§ ACTION ITEM
Each of the entries should be output exactly, with nothing left out.

── DATA FOR THIS TASK ──

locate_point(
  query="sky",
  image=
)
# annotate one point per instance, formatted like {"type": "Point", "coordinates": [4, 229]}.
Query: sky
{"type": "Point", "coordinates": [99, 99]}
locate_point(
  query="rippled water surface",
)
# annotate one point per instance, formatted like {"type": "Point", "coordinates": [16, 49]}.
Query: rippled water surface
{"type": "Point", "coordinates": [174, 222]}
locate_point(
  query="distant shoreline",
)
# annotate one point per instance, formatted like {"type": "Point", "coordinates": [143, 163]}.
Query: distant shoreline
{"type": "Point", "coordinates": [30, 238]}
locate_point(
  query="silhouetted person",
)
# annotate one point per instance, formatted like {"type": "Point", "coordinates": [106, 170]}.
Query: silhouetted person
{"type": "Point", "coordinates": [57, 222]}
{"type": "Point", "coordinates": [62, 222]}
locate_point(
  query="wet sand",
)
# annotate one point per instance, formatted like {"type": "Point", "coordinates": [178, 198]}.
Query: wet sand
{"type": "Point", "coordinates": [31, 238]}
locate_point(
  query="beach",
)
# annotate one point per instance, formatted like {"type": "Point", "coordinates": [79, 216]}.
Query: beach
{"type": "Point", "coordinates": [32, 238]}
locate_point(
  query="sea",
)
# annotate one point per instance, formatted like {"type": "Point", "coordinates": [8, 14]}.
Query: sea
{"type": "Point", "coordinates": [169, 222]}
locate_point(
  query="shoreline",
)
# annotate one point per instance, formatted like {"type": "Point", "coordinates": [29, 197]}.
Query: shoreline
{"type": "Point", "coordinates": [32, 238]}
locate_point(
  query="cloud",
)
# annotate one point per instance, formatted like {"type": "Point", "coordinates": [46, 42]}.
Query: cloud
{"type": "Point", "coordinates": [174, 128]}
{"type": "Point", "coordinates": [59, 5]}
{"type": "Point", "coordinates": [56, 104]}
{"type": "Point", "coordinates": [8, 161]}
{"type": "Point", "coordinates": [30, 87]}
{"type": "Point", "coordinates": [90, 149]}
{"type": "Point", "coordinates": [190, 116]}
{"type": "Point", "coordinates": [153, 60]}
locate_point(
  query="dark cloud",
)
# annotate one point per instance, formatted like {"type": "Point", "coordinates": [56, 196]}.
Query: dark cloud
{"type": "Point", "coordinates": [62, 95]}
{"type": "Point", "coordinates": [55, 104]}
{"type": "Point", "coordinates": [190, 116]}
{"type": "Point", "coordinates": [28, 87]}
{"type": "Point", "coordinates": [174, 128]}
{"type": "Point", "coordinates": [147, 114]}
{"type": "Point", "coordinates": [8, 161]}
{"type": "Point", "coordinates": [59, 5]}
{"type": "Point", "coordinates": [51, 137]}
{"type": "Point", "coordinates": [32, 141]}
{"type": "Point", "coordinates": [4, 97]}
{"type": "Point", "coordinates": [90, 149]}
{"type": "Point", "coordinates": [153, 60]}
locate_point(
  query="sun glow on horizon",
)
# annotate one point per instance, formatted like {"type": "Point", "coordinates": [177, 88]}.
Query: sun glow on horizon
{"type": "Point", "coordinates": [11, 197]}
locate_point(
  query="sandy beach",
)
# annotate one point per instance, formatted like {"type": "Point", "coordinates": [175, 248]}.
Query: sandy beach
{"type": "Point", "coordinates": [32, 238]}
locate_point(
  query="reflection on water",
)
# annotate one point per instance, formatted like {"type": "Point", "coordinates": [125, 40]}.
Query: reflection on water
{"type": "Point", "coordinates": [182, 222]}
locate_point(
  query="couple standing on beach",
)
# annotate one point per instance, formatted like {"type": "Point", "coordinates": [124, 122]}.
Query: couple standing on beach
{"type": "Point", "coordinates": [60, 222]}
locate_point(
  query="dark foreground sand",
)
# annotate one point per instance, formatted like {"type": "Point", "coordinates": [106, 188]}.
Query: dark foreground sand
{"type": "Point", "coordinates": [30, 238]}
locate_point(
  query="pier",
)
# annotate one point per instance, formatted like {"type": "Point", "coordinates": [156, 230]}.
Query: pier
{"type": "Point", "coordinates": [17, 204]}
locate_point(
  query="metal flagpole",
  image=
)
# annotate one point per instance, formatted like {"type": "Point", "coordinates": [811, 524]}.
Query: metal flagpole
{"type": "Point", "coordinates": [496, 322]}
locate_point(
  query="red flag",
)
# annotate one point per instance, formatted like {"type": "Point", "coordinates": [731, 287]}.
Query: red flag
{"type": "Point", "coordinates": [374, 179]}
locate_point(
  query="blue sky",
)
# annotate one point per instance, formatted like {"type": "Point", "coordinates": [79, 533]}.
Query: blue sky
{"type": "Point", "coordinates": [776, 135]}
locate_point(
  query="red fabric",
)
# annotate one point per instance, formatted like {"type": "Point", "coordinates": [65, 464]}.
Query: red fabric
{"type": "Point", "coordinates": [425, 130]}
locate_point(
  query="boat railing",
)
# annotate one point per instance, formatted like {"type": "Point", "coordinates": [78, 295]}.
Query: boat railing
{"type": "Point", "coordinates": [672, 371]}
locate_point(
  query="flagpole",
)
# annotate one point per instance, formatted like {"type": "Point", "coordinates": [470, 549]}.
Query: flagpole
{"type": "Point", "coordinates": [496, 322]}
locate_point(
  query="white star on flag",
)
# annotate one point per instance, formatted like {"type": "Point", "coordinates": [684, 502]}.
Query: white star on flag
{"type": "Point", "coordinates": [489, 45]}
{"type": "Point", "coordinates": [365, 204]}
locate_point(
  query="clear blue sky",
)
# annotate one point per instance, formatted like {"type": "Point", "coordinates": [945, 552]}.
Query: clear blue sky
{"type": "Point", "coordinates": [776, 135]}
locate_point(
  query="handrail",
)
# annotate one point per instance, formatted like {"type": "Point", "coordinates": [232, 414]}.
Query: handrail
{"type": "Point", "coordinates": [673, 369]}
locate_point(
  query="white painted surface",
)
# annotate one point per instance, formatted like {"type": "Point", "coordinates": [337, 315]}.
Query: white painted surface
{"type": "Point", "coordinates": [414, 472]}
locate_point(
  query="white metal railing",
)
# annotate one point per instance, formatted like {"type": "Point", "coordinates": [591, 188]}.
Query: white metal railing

───

§ YOUR SOLUTION
locate_point(
  query="sky",
  image=
)
# annotate one point per instance, formatted like {"type": "Point", "coordinates": [4, 229]}.
Query: sky
{"type": "Point", "coordinates": [99, 99]}
locate_point(
  query="rippled water surface",
)
# annotate one point per instance, formatted like {"type": "Point", "coordinates": [16, 49]}.
Query: rippled water surface
{"type": "Point", "coordinates": [174, 222]}
locate_point(
  query="distant shoreline",
)
# annotate one point per instance, formatted like {"type": "Point", "coordinates": [143, 163]}.
Query: distant shoreline
{"type": "Point", "coordinates": [30, 238]}
locate_point(
  query="silhouetted person",
)
# annotate one point per instance, formatted like {"type": "Point", "coordinates": [106, 170]}.
Query: silhouetted person
{"type": "Point", "coordinates": [57, 222]}
{"type": "Point", "coordinates": [62, 222]}
locate_point(
  query="wet sand",
)
# annotate one point per instance, formatted like {"type": "Point", "coordinates": [178, 198]}.
Query: wet sand
{"type": "Point", "coordinates": [31, 238]}
locate_point(
  query="beach",
)
# annotate one point per instance, formatted like {"type": "Point", "coordinates": [79, 216]}.
Query: beach
{"type": "Point", "coordinates": [32, 238]}
locate_point(
  query="sea",
)
# annotate one point per instance, formatted like {"type": "Point", "coordinates": [8, 14]}.
Query: sea
{"type": "Point", "coordinates": [169, 222]}
locate_point(
  query="shoreline",
)
# annotate one point per instance, formatted like {"type": "Point", "coordinates": [29, 197]}.
Query: shoreline
{"type": "Point", "coordinates": [32, 238]}
locate_point(
  query="cloud",
)
# annotate one point per instance, formatted like {"type": "Point", "coordinates": [46, 42]}.
Query: cloud
{"type": "Point", "coordinates": [174, 128]}
{"type": "Point", "coordinates": [59, 5]}
{"type": "Point", "coordinates": [56, 104]}
{"type": "Point", "coordinates": [8, 161]}
{"type": "Point", "coordinates": [30, 87]}
{"type": "Point", "coordinates": [90, 149]}
{"type": "Point", "coordinates": [190, 116]}
{"type": "Point", "coordinates": [153, 60]}
locate_point(
  query="dark cloud",
)
# annotate one point per instance, formatted like {"type": "Point", "coordinates": [56, 196]}.
Query: dark cloud
{"type": "Point", "coordinates": [62, 95]}
{"type": "Point", "coordinates": [55, 104]}
{"type": "Point", "coordinates": [190, 116]}
{"type": "Point", "coordinates": [28, 87]}
{"type": "Point", "coordinates": [174, 128]}
{"type": "Point", "coordinates": [147, 114]}
{"type": "Point", "coordinates": [8, 161]}
{"type": "Point", "coordinates": [59, 5]}
{"type": "Point", "coordinates": [51, 137]}
{"type": "Point", "coordinates": [32, 141]}
{"type": "Point", "coordinates": [4, 97]}
{"type": "Point", "coordinates": [90, 149]}
{"type": "Point", "coordinates": [153, 60]}
locate_point(
  query="sun glow on horizon",
)
# annotate one point per instance, formatted like {"type": "Point", "coordinates": [177, 88]}.
Query: sun glow on horizon
{"type": "Point", "coordinates": [11, 197]}
locate_point(
  query="sandy beach",
)
# annotate one point per instance, formatted like {"type": "Point", "coordinates": [175, 248]}.
Query: sandy beach
{"type": "Point", "coordinates": [32, 238]}
locate_point(
  query="reflection on water",
)
# annotate one point per instance, formatted like {"type": "Point", "coordinates": [125, 40]}.
Query: reflection on water
{"type": "Point", "coordinates": [182, 222]}
locate_point(
  query="couple standing on beach",
)
# annotate one point per instance, formatted like {"type": "Point", "coordinates": [124, 122]}.
Query: couple standing on beach
{"type": "Point", "coordinates": [60, 222]}
locate_point(
  query="dark foreground sand",
)
# annotate one point per instance, formatted like {"type": "Point", "coordinates": [106, 188]}.
Query: dark foreground sand
{"type": "Point", "coordinates": [30, 238]}
locate_point(
  query="pier",
)
# annotate one point per instance, formatted like {"type": "Point", "coordinates": [156, 230]}.
Query: pier
{"type": "Point", "coordinates": [17, 204]}
locate_point(
  query="metal flagpole",
  image=
)
# annotate one point per instance, formatted like {"type": "Point", "coordinates": [811, 524]}.
Query: metal flagpole
{"type": "Point", "coordinates": [496, 322]}
locate_point(
  query="red flag",
)
# annotate one point per instance, formatted like {"type": "Point", "coordinates": [731, 287]}.
Query: red flag
{"type": "Point", "coordinates": [374, 179]}
locate_point(
  query="blue sky",
)
# annotate one point per instance, formatted like {"type": "Point", "coordinates": [79, 533]}.
Query: blue sky
{"type": "Point", "coordinates": [776, 135]}
locate_point(
  query="red fabric",
)
# annotate one point per instance, formatted like {"type": "Point", "coordinates": [65, 464]}.
Query: red fabric
{"type": "Point", "coordinates": [425, 130]}
locate_point(
  query="boat railing",
)
# annotate one point per instance, formatted like {"type": "Point", "coordinates": [78, 295]}.
Query: boat railing
{"type": "Point", "coordinates": [672, 371]}
locate_point(
  query="flagpole",
)
# annotate one point per instance, formatted like {"type": "Point", "coordinates": [470, 549]}.
Query: flagpole
{"type": "Point", "coordinates": [496, 322]}
locate_point(
  query="white star on flag",
)
# annotate one point per instance, formatted like {"type": "Point", "coordinates": [684, 502]}.
Query: white star on flag
{"type": "Point", "coordinates": [489, 45]}
{"type": "Point", "coordinates": [365, 204]}
locate_point(
  query="clear blue sky",
)
# annotate one point per instance, formatted like {"type": "Point", "coordinates": [945, 552]}.
Query: clear blue sky
{"type": "Point", "coordinates": [776, 135]}
locate_point(
  query="handrail",
)
# annotate one point per instance, formatted like {"type": "Point", "coordinates": [232, 414]}.
Query: handrail
{"type": "Point", "coordinates": [673, 369]}
locate_point(
  query="white painted surface",
)
# annotate one point per instance, formatted like {"type": "Point", "coordinates": [337, 315]}.
Query: white painted surface
{"type": "Point", "coordinates": [414, 472]}
locate_point(
  query="white metal railing",
)
# annotate one point per instance, formatted like {"type": "Point", "coordinates": [591, 188]}.
Query: white metal railing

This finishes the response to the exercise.